- [Selected passage]:
* * * * *

Quest and Labcorp may be archrivals in the diagnostic testing market, but they appear to agree on at least one thing: the potential demand for quick, at-home testing for women’s sexual health.
The lab giants, in separate agreements announced Thursday, Jan. 8, have added Visby Medical’s newly approved, fully at-home PCR test for sexually transmitted infections to their lineup of direct-to-consumer women’s health offerings.
Consumers can now buy the over-the-counter STI test on the women’s health menu at Quest’s consumer-initiated testing site questhealth.com, alongside routine home tests for pregnancy, thyroid function, urinary tract infections and others. Labcorp offers the test on its Labcorp OnDemand website and its women’s health app subsidiary Ovia Health.
Launched in November, the single-use test includes vaginal swabs and a palm-sized PCR-based testing device. Within 30 minutes, it lets patients know through an app on their smartphone whether they’ve tested positive for chlamydia, gonorrhea or trichomoniasis. Most other at-home STI tests require mailing samples to a lab.
STIs such as chlamydia and gonorrhea are curable with antibiotics but often present with no symptoms. Visby Chief Medical Officer Gary Schoolnik, M.D., said in a press release that a speedier diagnosis can reduce transmission and lower the risk of an STI escalating into pelvic inflammatory disease (PID). PID causes nearly 100,000 women in the U.S. to become infertile every year, according to the Cleveland Clinic.
“The expansion of this test provides immediate, lab-quality accuracy at home, which can move patients from diagnosis to treatment in a single day, preserving their long-term health,” Schoolnik said in a press release.
Leslie Salzman, D.O., Labcorp’s medical discipline director for consumer health, said in the release that the collaboration with Visby “allows us to offer a fully at-home option that combines accuracy, privacy and convenience” and is “another way we’re meeting people where they are and helping them take control of their health on their own terms.”

* * * * *

- [Dataset entries]:
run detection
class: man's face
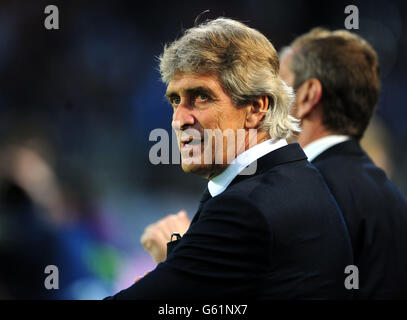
[166,73,246,178]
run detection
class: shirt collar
[304,134,350,162]
[208,139,287,197]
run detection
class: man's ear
[295,78,322,119]
[245,96,272,129]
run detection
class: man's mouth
[181,139,202,149]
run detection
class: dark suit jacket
[312,140,407,299]
[107,144,353,300]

* * * * *

Repeat everything from "Quest and Labcorp" down to "subsidiary Ovia Health." in the article above on the at-home STI test.

Quest and Labcorp may be archrivals in the diagnostic testing market, but they appear to agree on at least one thing: the potential demand for quick, at-home testing for women’s sexual health.
The lab giants, in separate agreements announced Thursday, Jan. 8, have added Visby Medical’s newly approved, fully at-home PCR test for sexually transmitted infections to their lineup of direct-to-consumer women’s health offerings.
Consumers can now buy the over-the-counter STI test on the women’s health menu at Quest’s consumer-initiated testing site questhealth.com, alongside routine home tests for pregnancy, thyroid function, urinary tract infections and others. Labcorp offers the test on its Labcorp OnDemand website and its women’s health app subsidiary Ovia Health.